Problem to solve:
Identify every line of the records that contains the string "sign", and reproduce each such line in full.

Data section:
○ ○ ○ ○

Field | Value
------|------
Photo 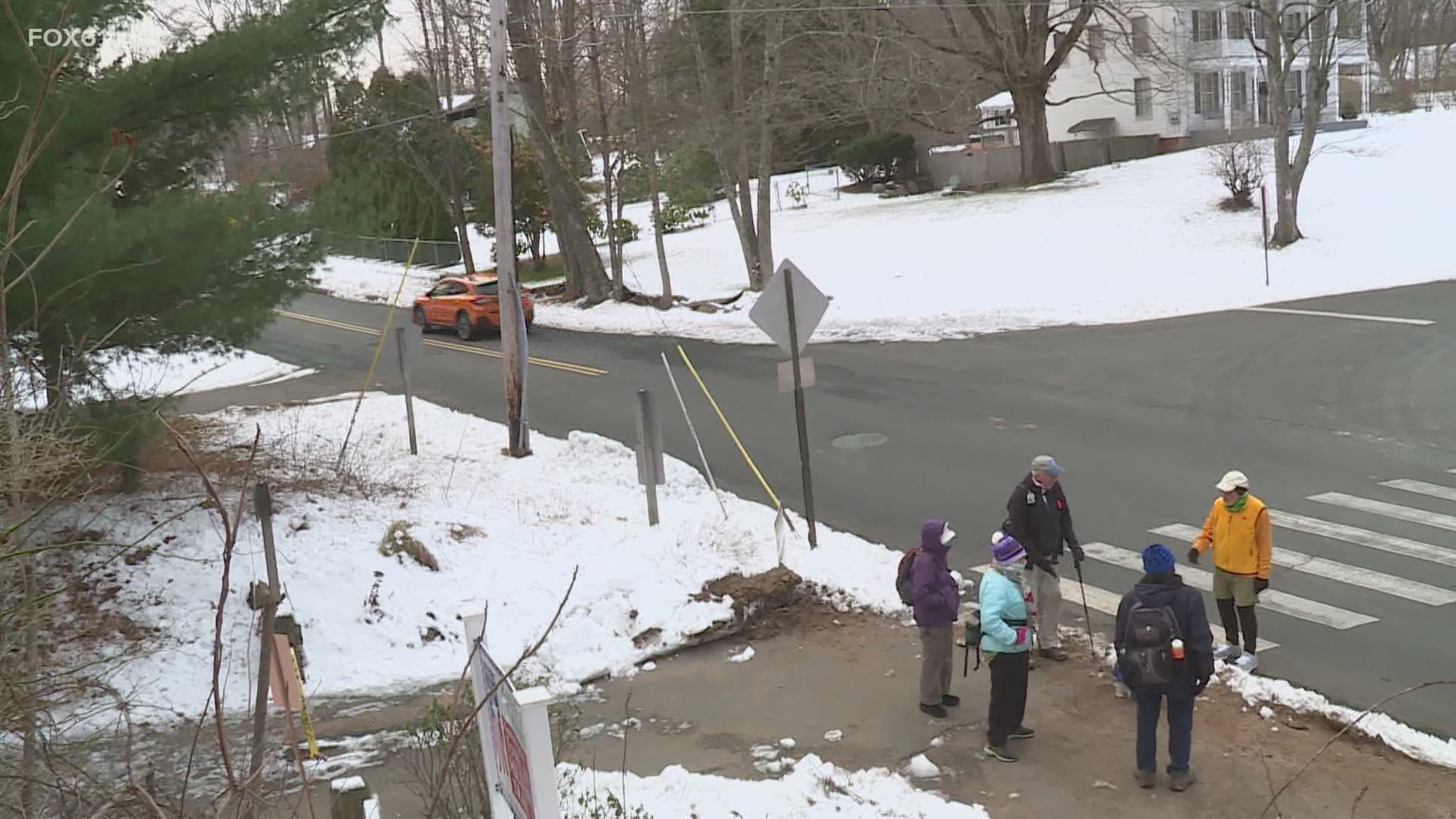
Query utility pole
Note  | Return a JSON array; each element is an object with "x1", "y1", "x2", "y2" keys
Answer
[{"x1": 491, "y1": 0, "x2": 532, "y2": 457}]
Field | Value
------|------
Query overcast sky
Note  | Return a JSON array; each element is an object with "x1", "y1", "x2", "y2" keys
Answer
[{"x1": 100, "y1": 0, "x2": 421, "y2": 79}]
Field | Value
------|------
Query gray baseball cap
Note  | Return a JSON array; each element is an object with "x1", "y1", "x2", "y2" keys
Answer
[{"x1": 1031, "y1": 455, "x2": 1063, "y2": 478}]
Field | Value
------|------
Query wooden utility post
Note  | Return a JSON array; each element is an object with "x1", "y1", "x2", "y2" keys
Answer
[
  {"x1": 491, "y1": 0, "x2": 532, "y2": 457},
  {"x1": 394, "y1": 326, "x2": 419, "y2": 455},
  {"x1": 243, "y1": 481, "x2": 282, "y2": 817}
]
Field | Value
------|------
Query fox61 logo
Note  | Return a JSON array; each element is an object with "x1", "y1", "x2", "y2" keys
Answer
[{"x1": 27, "y1": 29, "x2": 96, "y2": 48}]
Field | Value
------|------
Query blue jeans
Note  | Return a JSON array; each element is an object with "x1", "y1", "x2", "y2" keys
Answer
[{"x1": 1136, "y1": 680, "x2": 1194, "y2": 773}]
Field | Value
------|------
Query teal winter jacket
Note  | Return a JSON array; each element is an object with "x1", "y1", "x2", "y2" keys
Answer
[{"x1": 980, "y1": 570, "x2": 1028, "y2": 654}]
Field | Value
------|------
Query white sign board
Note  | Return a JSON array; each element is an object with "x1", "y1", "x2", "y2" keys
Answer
[
  {"x1": 470, "y1": 645, "x2": 536, "y2": 819},
  {"x1": 748, "y1": 259, "x2": 828, "y2": 356}
]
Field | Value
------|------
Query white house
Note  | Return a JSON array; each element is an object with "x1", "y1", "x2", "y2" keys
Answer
[{"x1": 1046, "y1": 0, "x2": 1370, "y2": 144}]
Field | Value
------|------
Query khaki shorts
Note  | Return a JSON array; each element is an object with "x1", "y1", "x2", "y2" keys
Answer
[{"x1": 1213, "y1": 567, "x2": 1260, "y2": 607}]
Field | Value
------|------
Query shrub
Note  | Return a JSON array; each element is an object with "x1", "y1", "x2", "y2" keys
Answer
[
  {"x1": 834, "y1": 131, "x2": 915, "y2": 182},
  {"x1": 657, "y1": 202, "x2": 714, "y2": 233},
  {"x1": 1209, "y1": 141, "x2": 1268, "y2": 210}
]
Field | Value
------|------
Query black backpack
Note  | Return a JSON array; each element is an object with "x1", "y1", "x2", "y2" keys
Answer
[
  {"x1": 896, "y1": 547, "x2": 929, "y2": 606},
  {"x1": 1119, "y1": 601, "x2": 1182, "y2": 686}
]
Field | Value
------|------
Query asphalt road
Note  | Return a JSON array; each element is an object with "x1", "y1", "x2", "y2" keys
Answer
[{"x1": 188, "y1": 281, "x2": 1456, "y2": 736}]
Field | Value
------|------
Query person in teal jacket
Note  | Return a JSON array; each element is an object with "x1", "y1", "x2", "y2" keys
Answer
[{"x1": 980, "y1": 532, "x2": 1037, "y2": 762}]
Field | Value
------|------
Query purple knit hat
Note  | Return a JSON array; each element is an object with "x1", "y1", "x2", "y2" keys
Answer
[{"x1": 992, "y1": 532, "x2": 1027, "y2": 566}]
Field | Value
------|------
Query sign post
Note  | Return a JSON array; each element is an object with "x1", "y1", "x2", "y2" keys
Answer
[{"x1": 748, "y1": 259, "x2": 828, "y2": 549}]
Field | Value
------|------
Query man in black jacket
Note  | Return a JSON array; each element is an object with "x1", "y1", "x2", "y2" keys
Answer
[
  {"x1": 1006, "y1": 455, "x2": 1084, "y2": 661},
  {"x1": 1114, "y1": 544, "x2": 1213, "y2": 791}
]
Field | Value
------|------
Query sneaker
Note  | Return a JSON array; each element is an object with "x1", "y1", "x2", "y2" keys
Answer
[
  {"x1": 1213, "y1": 642, "x2": 1244, "y2": 663},
  {"x1": 1168, "y1": 771, "x2": 1198, "y2": 791},
  {"x1": 981, "y1": 743, "x2": 1016, "y2": 762}
]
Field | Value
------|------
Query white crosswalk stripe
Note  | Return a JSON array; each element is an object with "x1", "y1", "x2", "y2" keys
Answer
[
  {"x1": 1380, "y1": 478, "x2": 1456, "y2": 500},
  {"x1": 1149, "y1": 523, "x2": 1456, "y2": 606},
  {"x1": 971, "y1": 563, "x2": 1279, "y2": 651},
  {"x1": 1269, "y1": 510, "x2": 1456, "y2": 567},
  {"x1": 1082, "y1": 544, "x2": 1380, "y2": 631},
  {"x1": 1304, "y1": 493, "x2": 1456, "y2": 532}
]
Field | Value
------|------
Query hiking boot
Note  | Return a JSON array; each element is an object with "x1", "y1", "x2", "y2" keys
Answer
[
  {"x1": 981, "y1": 743, "x2": 1016, "y2": 762},
  {"x1": 1170, "y1": 771, "x2": 1198, "y2": 791}
]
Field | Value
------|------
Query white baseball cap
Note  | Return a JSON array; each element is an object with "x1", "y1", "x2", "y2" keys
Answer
[{"x1": 1214, "y1": 469, "x2": 1249, "y2": 493}]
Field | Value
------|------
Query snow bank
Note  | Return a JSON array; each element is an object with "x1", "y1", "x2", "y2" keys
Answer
[
  {"x1": 312, "y1": 109, "x2": 1456, "y2": 344},
  {"x1": 17, "y1": 344, "x2": 309, "y2": 408},
  {"x1": 55, "y1": 394, "x2": 901, "y2": 723},
  {"x1": 556, "y1": 754, "x2": 990, "y2": 819},
  {"x1": 1220, "y1": 666, "x2": 1456, "y2": 768}
]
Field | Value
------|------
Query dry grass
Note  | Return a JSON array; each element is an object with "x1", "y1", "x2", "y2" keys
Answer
[{"x1": 378, "y1": 520, "x2": 440, "y2": 571}]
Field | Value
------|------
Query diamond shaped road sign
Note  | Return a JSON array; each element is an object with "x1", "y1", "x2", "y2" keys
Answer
[{"x1": 748, "y1": 259, "x2": 828, "y2": 356}]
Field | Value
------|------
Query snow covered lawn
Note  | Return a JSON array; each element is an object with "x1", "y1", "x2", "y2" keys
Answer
[
  {"x1": 312, "y1": 109, "x2": 1456, "y2": 344},
  {"x1": 20, "y1": 344, "x2": 318, "y2": 408},
  {"x1": 55, "y1": 394, "x2": 900, "y2": 723},
  {"x1": 556, "y1": 754, "x2": 990, "y2": 819}
]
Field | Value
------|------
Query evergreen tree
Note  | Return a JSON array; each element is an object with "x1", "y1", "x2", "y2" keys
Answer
[{"x1": 0, "y1": 0, "x2": 373, "y2": 402}]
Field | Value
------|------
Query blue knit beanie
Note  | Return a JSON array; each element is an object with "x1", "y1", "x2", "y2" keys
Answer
[{"x1": 1143, "y1": 544, "x2": 1176, "y2": 574}]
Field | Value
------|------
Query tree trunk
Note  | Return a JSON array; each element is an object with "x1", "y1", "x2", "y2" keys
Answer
[
  {"x1": 1012, "y1": 89, "x2": 1059, "y2": 185},
  {"x1": 748, "y1": 14, "x2": 783, "y2": 293},
  {"x1": 587, "y1": 0, "x2": 628, "y2": 296},
  {"x1": 508, "y1": 0, "x2": 609, "y2": 306}
]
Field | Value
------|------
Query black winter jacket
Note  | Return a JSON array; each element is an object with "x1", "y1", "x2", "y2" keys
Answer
[
  {"x1": 1006, "y1": 472, "x2": 1081, "y2": 566},
  {"x1": 1112, "y1": 571, "x2": 1213, "y2": 682}
]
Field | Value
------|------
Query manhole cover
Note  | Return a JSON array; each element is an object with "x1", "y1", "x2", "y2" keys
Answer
[{"x1": 830, "y1": 433, "x2": 890, "y2": 449}]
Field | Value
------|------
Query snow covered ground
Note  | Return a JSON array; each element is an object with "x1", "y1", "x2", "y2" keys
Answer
[
  {"x1": 312, "y1": 109, "x2": 1456, "y2": 344},
  {"x1": 20, "y1": 344, "x2": 318, "y2": 408},
  {"x1": 556, "y1": 754, "x2": 990, "y2": 819},
  {"x1": 55, "y1": 394, "x2": 901, "y2": 716}
]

○ ○ ○ ○

The completed task:
Query white sign board
Query sign post
Query diamond shaped road sign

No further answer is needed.